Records
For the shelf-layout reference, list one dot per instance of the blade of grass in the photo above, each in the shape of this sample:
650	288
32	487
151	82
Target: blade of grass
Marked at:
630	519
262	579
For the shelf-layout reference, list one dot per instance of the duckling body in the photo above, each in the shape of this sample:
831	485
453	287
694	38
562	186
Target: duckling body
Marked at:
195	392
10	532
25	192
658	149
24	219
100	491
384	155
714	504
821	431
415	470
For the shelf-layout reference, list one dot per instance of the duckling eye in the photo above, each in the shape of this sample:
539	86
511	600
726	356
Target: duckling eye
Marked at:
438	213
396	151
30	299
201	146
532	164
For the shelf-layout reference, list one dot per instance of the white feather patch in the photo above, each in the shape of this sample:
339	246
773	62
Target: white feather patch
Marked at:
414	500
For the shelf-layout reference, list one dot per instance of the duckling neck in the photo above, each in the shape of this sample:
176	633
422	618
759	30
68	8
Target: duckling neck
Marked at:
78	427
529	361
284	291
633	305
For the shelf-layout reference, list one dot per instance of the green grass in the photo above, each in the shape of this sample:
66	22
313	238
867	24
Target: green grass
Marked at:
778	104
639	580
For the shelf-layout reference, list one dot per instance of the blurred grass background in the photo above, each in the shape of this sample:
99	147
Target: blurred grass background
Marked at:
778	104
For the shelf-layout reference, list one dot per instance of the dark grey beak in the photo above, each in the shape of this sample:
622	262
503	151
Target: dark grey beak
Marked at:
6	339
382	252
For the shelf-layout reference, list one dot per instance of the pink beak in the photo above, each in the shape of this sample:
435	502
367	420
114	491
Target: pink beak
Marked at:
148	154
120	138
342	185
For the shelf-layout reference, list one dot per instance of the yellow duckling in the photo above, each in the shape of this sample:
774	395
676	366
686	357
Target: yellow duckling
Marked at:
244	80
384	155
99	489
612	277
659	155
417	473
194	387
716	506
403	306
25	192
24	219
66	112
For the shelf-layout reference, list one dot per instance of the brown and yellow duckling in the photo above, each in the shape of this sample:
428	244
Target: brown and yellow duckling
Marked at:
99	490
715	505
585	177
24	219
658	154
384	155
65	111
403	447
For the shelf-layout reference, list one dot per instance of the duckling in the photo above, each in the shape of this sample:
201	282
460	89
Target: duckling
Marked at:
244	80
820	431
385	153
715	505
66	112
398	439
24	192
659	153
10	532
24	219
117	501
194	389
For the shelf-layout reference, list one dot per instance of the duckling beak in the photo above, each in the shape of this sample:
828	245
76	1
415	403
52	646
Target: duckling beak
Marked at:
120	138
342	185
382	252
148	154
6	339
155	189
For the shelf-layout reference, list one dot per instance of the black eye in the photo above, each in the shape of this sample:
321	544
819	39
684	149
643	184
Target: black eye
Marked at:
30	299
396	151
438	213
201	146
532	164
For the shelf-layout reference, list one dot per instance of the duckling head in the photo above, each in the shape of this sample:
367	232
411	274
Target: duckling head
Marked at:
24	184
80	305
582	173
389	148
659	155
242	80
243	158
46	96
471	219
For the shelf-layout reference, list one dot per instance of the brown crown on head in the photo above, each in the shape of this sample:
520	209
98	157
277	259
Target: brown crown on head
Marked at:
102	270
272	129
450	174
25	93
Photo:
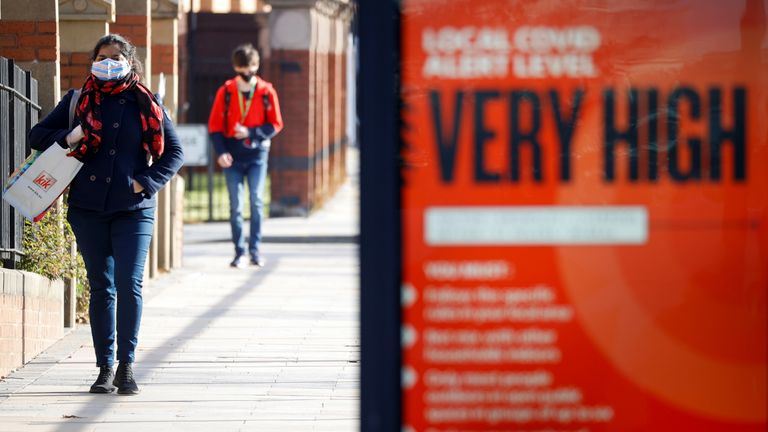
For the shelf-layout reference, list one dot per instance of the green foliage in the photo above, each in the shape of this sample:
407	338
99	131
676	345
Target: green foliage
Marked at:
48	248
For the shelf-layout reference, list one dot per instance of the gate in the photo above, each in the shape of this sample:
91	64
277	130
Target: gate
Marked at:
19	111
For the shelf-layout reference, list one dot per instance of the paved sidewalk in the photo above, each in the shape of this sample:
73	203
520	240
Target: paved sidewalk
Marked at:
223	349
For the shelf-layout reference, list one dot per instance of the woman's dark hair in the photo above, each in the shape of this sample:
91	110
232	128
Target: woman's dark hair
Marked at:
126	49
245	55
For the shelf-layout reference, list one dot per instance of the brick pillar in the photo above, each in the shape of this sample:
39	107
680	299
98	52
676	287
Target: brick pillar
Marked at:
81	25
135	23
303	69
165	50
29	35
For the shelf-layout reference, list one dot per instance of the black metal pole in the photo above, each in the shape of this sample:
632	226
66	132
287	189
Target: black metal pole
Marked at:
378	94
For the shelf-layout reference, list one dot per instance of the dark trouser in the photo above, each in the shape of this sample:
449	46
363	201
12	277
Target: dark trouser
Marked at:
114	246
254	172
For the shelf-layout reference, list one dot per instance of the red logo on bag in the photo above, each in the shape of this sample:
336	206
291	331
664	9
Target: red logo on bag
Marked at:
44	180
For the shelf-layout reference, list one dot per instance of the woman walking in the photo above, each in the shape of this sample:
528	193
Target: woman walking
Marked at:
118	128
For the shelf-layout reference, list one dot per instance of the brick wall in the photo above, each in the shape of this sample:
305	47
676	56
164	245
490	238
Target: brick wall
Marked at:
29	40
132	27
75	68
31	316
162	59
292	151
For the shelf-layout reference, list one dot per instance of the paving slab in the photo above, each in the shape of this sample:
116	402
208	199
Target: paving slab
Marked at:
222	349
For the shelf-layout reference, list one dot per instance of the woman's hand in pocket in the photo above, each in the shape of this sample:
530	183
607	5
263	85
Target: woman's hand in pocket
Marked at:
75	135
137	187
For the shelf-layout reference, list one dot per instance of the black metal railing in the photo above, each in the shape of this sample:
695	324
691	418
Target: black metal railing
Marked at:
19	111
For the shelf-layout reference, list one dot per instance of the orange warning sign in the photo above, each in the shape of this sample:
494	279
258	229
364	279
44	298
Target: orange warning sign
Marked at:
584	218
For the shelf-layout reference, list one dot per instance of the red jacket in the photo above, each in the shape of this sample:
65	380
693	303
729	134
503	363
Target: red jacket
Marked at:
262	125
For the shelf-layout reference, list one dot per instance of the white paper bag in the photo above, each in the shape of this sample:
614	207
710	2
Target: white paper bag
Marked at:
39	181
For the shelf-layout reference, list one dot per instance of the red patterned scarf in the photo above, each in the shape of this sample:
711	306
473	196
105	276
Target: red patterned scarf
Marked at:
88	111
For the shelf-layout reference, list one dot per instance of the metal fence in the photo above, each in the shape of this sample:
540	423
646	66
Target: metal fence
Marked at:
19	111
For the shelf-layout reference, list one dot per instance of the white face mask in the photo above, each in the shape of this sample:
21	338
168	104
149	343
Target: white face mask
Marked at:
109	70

Given request: Write out only what runs from the line holding "metal railing in" through the last line of the records, exactly as shown.

Response to the task:
For the shelf-layout reference, list one dot per instance of the black metal railing in the photo above, each in the shape of this sample:
695	324
691	418
Target: black metal railing
Marked at:
19	111
For the shelf-layout reference, list one dot per instance of the orange warning sign in the photo above, each in the shape of this sample:
494	279
258	229
364	279
44	298
Target: orange warning sign
Marked at:
584	218
For the shelf-layout reference, list one dot per instance of the red jacket in the photo above, each in the shape of this sample:
65	380
693	303
729	134
503	363
Target: red jacket
Marked at:
262	125
For the shelf-layout reference, list one dot per instance of the white paper bag in the photo above, each in the shape of this sample:
614	207
710	2
Target: white paper bag
Marked at:
39	181
For the shelf-layout reference, list one dot per instance of the red patterned scarf in the photo above, each in the shape of this sample:
711	306
473	196
105	276
Target: red patterned scarf
Marked at:
88	111
For the shelf-layout reference, list one dot per instance of the metal fence in the photo above, each in the shape of this sample:
540	423
646	66
Target: metal fence
Marked at:
19	111
For the shelf-layout reference, list one dot per instance of the white face mask in the photo above, each in the shape of this sample:
21	338
168	104
149	343
Target: white face mask
Marked at:
109	70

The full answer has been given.